# What is required:
Output all of the entries below precisely as written.
====
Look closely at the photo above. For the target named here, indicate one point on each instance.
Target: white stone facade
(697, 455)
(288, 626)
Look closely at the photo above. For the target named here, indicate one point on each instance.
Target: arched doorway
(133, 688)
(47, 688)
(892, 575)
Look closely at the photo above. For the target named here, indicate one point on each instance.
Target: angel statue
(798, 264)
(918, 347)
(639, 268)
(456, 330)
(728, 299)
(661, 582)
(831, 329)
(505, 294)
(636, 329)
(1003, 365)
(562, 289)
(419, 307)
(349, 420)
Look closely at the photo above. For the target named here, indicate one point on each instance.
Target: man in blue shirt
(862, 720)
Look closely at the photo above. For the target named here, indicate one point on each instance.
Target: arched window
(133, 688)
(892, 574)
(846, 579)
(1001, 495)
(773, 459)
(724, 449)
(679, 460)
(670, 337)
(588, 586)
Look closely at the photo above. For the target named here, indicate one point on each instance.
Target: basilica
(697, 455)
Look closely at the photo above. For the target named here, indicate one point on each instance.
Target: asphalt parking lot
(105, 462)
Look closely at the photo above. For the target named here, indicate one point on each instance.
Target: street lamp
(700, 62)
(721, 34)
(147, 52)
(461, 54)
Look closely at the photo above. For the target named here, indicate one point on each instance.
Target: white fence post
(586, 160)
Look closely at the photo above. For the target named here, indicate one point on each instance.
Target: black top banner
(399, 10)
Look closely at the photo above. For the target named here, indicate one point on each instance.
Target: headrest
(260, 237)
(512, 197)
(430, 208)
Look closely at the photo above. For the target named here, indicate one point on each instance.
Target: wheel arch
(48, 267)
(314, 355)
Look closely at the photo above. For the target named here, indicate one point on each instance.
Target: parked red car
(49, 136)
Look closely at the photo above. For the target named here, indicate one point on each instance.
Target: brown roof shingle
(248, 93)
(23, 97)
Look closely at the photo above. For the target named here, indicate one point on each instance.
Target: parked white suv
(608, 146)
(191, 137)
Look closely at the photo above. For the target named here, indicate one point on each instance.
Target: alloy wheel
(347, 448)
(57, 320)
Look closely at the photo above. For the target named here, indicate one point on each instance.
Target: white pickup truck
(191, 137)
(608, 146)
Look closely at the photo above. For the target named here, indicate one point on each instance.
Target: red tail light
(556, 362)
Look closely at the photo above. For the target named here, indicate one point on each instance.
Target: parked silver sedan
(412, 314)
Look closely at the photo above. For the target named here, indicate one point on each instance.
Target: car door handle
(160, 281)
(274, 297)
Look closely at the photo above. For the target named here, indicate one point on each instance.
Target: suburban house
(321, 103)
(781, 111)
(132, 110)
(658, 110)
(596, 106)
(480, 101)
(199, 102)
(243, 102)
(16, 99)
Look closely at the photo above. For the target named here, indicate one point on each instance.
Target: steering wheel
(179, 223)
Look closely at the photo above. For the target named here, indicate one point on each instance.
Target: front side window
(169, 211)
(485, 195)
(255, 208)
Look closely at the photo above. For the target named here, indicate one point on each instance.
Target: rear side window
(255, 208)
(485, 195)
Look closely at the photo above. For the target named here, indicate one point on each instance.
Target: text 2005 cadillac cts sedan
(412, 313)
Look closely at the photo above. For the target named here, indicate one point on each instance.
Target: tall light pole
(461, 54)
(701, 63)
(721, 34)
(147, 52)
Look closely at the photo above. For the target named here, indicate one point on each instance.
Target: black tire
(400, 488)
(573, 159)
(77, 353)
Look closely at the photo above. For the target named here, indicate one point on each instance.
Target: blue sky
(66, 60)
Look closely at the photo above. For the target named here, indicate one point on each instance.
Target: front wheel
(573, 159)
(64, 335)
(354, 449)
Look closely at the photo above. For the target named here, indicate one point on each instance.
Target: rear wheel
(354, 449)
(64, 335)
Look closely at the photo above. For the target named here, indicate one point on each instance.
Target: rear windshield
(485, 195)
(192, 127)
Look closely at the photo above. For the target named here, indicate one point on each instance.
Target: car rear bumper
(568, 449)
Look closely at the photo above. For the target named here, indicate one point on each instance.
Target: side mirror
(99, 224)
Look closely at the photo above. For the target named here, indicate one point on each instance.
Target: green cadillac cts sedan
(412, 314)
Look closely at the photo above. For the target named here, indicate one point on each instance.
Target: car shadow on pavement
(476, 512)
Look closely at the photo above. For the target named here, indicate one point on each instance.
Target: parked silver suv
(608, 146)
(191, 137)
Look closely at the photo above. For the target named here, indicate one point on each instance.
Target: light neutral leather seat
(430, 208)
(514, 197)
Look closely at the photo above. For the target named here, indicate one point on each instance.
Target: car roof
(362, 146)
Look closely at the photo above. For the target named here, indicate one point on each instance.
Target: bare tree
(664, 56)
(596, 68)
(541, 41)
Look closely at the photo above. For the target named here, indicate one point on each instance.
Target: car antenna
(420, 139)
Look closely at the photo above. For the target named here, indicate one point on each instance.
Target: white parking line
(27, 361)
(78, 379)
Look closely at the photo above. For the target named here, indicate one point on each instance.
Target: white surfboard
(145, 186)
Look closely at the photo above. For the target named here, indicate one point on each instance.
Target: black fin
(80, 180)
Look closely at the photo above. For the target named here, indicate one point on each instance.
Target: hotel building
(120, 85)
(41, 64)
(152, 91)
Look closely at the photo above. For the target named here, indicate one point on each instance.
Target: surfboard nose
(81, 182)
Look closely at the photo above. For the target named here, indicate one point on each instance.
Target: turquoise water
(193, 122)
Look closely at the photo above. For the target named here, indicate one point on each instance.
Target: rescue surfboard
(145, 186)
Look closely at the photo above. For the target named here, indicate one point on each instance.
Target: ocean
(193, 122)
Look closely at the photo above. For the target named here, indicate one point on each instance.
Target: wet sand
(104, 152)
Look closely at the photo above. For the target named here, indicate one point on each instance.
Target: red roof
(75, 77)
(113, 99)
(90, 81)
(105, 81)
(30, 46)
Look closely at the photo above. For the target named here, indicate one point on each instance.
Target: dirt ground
====
# Task output:
Look closely at the photo above. For the target named here, indicate one point on each instance.
Target: white stone facade
(697, 455)
(288, 626)
Look closely at the photo above. For the target named here, indicate one point on each instance.
Target: arched doorway
(133, 688)
(47, 688)
(892, 575)
Look closely at the photo above. For the target named here, indicate one point on each instance.
Target: angel statue
(798, 264)
(918, 347)
(639, 268)
(456, 330)
(728, 299)
(661, 582)
(831, 329)
(505, 294)
(636, 329)
(1003, 365)
(562, 289)
(419, 307)
(349, 420)
Look closely at the photo above. For the target named here, indicate one point on each instance.
Target: man in blue shirt
(862, 720)
Look closely at the photo above. For the target named here, indicate one point on each instance.
Target: arched window
(133, 688)
(892, 574)
(846, 579)
(1001, 495)
(773, 459)
(724, 449)
(679, 460)
(670, 337)
(588, 586)
Look closely at the photo above. For the target named here, indicate one point on each instance.
Target: basilica
(697, 455)
Look closely at the photo above. For the target named here, indicate one point on each instance.
Target: asphalt parking lot
(105, 462)
Look closely at the photo above. For the target named here, indicate one point on each instance.
Target: street lamp
(700, 62)
(721, 34)
(147, 52)
(461, 54)
Look closely at the photo above. For the target named here, indicate one point on each instance.
Target: white fence post
(586, 160)
Look closely at the photo above. For the target named here, indicate one point on each instance.
Target: black top banner
(399, 10)
Look closely at the photo above. For the target named here, indicate one point on each instance.
Target: headrest
(260, 237)
(512, 197)
(430, 208)
Look closely at the photo above. For the target named here, indicate one point on each instance.
Target: wheel arch
(48, 267)
(314, 355)
Look closely at the photo above. For the target named here, indicate one point on each instance.
Target: parked red car
(49, 136)
Look closely at the photo above. For the target named here, indicate one point on each instance.
Target: brown roof shingle
(248, 93)
(23, 97)
Look closely at the photo above. For the target named here, indicate one point on each instance.
Target: parked white suv
(608, 146)
(191, 137)
Look closely at the photo above. For the target named here, indicate one point on each instance.
Target: alloy wheel
(347, 448)
(57, 320)
Look closely at the photo above. For the target named here, indicate one point on each instance.
Target: white pickup truck
(191, 137)
(608, 146)
Look closely at the photo above. For the target named here, indicate one point on each instance.
Target: red tail light
(556, 362)
Look closely at the photo above. For the target named here, indicate one point on each instance.
Target: parked silver sedan
(412, 314)
Look closely at the photo above. For the target named here, indicate one point on each instance.
Target: car door handle
(160, 281)
(274, 297)
Look closely at the photo above. For the target named here, indicate one point on each instance.
Target: suburban house
(321, 103)
(781, 111)
(132, 110)
(658, 110)
(596, 106)
(480, 101)
(199, 102)
(243, 102)
(16, 99)
Look closely at the photo above. For the target named here, indicate one point on each instance.
Target: steering wheel
(179, 223)
Look closely at the photo above. For the target named here, indicate one point on each instance.
Target: front side window
(169, 211)
(485, 195)
(255, 208)
Look closely at the photo above. For the target named here, indicate one point on each instance.
Target: rear side window
(255, 208)
(485, 195)
Look closely at the photo above. For the target named here, indicate one point on each instance.
Target: text 2005 cadillac cts sedan
(412, 313)
Look closely at the photo above. For the target named here, indicate one point on each instance.
Target: tall light pole
(461, 54)
(701, 63)
(721, 34)
(147, 52)
Look closely at the photo above. For the target named here, indicate one point on each instance.
Target: black tire
(400, 488)
(573, 159)
(77, 353)
Look closely at the photo above. For the target named here, indicate one point on each instance.
Target: blue sky
(66, 60)
Look closely at the photo above. For the target named here, indicate one point on each instance.
Target: front wheel
(573, 159)
(64, 335)
(354, 449)
Look closely at the photo above. For the target named here, indicate one point on each instance.
Target: rear wheel
(354, 449)
(64, 335)
Look closely at the photo above. For the target named here, indicate one point on each instance.
Target: rear windshield
(485, 195)
(192, 127)
Look closely at the photo above. For the target named here, indicate one point on each instance.
Target: car rear bumper
(568, 449)
Look closely at the photo above. For the target named here, indicate one point on each instance.
Target: side mirror
(99, 224)
Look closely at the photo above. For the target named here, indicate one point on each instance.
Target: green cadillac cts sedan
(412, 314)
Look closely at the photo above. For the target named here, indicate one point on each instance.
Target: car shadow on pavement
(476, 512)
Look closely at the photo above. For the target named here, indicate one point on each instance.
Target: parked silver suv
(608, 146)
(191, 137)
Look closely at the photo above. For the target named here, indicate one point on each instance.
Target: light neutral leather seat
(430, 208)
(514, 197)
Look closely at the photo above. For the target named here, indicate one point on each instance.
Target: car roof
(362, 146)
Look closely at the photo above. For the target named here, indicate one point on each instance.
Target: bare tree
(664, 56)
(596, 68)
(541, 41)
Look closely at the photo above. For the target named here, indicate one point on each instance.
Target: car antenna
(420, 139)
Look closely at the photo above. For the target named here, indicate one point on each instance.
Target: white parking line
(27, 361)
(78, 379)
Look closely at the photo above. For the target named here, indicate one point on each instance.
Target: white surfboard
(145, 186)
Look closely at the photo above. For the target named here, indicate one point on each instance.
Target: black fin
(80, 180)
Look closely at the photo above. For the target named here, indicate one point on each instance.
Target: hotel building
(120, 85)
(41, 64)
(152, 91)
Look closely at the photo above. For the target named here, indicate one point on each instance.
Target: surfboard nose
(81, 182)
Look closely at the photo above. For the target named here, indicate one point on each instance.
Target: turquoise water
(193, 122)
Look closely at the photo above. For the target named here, indicate one point on each instance.
Target: rescue surfboard
(145, 186)
Look closely at the photo above. For the target named here, indicate one point on each instance.
Target: ocean
(193, 122)
Look closely at the photo above. For the target named here, indicate one point on each instance.
Target: wet sand
(104, 152)
Look closely at the photo above. For the target named here, indicate one point on each instance.
Target: red roof
(75, 77)
(113, 99)
(90, 81)
(105, 81)
(30, 46)
Look closely at the photo above. For the target named here, indicate one point on each instance.
Target: dirt ground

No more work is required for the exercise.